▸ **Problem description**
Without skipping a line, reproduce the entries exactly.

Stored items
::::

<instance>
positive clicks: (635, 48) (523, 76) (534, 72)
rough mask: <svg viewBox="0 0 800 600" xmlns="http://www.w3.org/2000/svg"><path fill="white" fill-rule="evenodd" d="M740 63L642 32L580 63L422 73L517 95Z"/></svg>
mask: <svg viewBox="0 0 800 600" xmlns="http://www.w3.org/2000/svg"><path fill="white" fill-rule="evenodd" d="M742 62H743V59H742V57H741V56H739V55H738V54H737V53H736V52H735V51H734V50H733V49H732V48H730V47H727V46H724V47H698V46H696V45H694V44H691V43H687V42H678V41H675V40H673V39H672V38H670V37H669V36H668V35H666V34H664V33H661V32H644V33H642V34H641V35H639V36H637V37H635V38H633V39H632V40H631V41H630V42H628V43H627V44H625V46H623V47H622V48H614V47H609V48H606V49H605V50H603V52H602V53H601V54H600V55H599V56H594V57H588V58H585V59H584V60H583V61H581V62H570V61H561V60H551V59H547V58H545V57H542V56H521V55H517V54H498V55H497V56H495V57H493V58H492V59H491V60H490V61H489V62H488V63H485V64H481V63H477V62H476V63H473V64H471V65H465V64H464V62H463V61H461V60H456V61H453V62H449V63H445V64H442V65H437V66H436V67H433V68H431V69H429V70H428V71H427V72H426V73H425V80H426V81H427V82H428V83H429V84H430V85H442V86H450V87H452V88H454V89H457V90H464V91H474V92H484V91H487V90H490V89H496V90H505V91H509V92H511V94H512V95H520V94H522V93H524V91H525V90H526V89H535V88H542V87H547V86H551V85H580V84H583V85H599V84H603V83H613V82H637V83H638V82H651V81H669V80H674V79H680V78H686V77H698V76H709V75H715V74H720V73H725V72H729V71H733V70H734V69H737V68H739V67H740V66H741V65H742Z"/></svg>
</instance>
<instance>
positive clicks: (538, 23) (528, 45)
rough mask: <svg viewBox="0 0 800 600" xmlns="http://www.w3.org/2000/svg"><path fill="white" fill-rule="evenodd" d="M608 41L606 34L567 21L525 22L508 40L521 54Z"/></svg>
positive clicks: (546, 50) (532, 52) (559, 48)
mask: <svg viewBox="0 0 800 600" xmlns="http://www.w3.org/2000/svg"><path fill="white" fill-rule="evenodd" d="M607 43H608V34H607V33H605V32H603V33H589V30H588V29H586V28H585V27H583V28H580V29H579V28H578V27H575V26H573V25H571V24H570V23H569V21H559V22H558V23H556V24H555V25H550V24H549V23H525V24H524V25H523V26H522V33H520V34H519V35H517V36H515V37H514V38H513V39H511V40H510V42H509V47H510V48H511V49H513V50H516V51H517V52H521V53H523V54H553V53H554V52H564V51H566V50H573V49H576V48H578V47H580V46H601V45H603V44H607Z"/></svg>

::::

▸ **Expected answer**
<instance>
positive clicks: (635, 48) (523, 76) (534, 72)
rough mask: <svg viewBox="0 0 800 600" xmlns="http://www.w3.org/2000/svg"><path fill="white" fill-rule="evenodd" d="M740 63L642 32L580 63L422 73L517 95Z"/></svg>
mask: <svg viewBox="0 0 800 600" xmlns="http://www.w3.org/2000/svg"><path fill="white" fill-rule="evenodd" d="M742 62H743V59H742V57H741V56H739V55H738V54H737V53H736V52H735V51H734V50H733V49H732V48H730V47H727V46H724V47H698V46H696V45H694V44H691V43H687V42H678V41H675V40H673V39H672V38H670V37H669V36H668V35H666V34H664V33H661V32H644V33H642V34H641V35H639V36H637V37H635V38H633V39H632V40H631V41H630V42H628V43H627V44H625V46H623V47H622V48H614V47H609V48H606V49H605V50H603V52H602V53H601V54H600V55H599V56H594V57H588V58H585V59H584V60H583V61H581V62H570V61H561V60H551V59H547V58H545V57H542V56H521V55H517V54H498V55H497V56H495V57H493V58H492V59H491V60H490V61H489V62H488V63H485V64H481V63H477V62H476V63H473V64H471V65H465V64H464V62H463V61H461V60H456V61H453V62H449V63H445V64H442V65H437V66H436V67H433V68H431V69H429V70H428V71H427V72H426V73H425V80H426V81H427V82H428V83H429V84H430V85H442V86H450V87H452V88H454V89H457V90H464V91H474V92H484V91H487V90H490V89H496V90H505V91H509V92H511V94H512V95H520V94H522V93H524V91H525V90H526V89H535V88H542V87H547V86H551V85H580V84H583V85H599V84H603V83H613V82H637V83H638V82H651V81H669V80H674V79H680V78H686V77H698V76H709V75H715V74H720V73H725V72H729V71H733V70H734V69H737V68H739V67H740V66H741V65H742Z"/></svg>
</instance>
<instance>
positive clicks: (538, 23) (528, 45)
rough mask: <svg viewBox="0 0 800 600" xmlns="http://www.w3.org/2000/svg"><path fill="white" fill-rule="evenodd" d="M608 41L606 34L567 21L525 22L508 40L521 54Z"/></svg>
positive clicks: (546, 50) (532, 52) (559, 48)
mask: <svg viewBox="0 0 800 600" xmlns="http://www.w3.org/2000/svg"><path fill="white" fill-rule="evenodd" d="M607 43H608V34H607V33H605V32H603V33H589V30H588V29H586V28H585V27H583V28H580V29H579V28H578V27H575V26H573V25H571V24H570V23H569V21H559V22H558V23H556V24H555V25H550V24H549V23H525V24H524V25H523V26H522V33H520V34H519V35H517V36H515V37H514V38H513V39H511V40H510V42H509V47H510V48H511V49H513V50H516V51H517V52H521V53H523V54H553V53H554V52H564V51H566V50H573V49H576V48H578V47H580V46H601V45H603V44H607Z"/></svg>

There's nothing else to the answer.